___ Records for the exercise

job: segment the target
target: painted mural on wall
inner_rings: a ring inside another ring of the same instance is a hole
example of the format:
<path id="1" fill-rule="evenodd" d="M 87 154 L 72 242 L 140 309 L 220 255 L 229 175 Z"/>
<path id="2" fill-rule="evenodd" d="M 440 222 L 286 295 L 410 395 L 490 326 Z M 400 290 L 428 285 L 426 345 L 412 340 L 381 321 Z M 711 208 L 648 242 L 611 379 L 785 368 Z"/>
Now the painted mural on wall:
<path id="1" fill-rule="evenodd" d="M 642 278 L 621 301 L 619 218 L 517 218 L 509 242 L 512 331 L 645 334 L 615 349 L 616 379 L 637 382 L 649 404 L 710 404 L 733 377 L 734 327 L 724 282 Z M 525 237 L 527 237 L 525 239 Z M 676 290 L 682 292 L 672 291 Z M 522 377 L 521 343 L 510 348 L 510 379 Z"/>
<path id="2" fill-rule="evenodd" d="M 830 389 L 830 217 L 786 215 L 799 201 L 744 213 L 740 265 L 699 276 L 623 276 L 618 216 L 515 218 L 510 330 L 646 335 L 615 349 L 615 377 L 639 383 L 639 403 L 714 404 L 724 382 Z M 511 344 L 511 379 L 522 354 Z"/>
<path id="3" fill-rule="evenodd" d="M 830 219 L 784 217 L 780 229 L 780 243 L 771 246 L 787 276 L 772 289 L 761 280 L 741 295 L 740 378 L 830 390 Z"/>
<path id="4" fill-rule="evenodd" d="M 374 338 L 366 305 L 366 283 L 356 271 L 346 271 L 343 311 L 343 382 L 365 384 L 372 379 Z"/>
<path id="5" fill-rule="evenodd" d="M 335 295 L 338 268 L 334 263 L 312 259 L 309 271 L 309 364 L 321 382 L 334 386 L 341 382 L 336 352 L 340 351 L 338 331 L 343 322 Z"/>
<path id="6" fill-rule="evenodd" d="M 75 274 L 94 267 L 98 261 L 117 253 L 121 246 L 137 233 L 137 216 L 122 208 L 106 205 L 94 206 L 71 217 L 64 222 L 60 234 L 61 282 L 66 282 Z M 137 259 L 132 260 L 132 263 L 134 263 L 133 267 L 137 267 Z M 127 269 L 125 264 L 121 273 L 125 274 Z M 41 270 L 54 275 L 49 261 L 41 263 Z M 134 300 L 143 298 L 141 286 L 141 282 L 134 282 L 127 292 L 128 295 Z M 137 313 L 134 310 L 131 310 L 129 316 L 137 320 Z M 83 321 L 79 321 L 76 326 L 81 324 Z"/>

______

What the exercise asks: Please state how many lines in the entries above contain the word "wall", giving only the number.

Expected answer: 2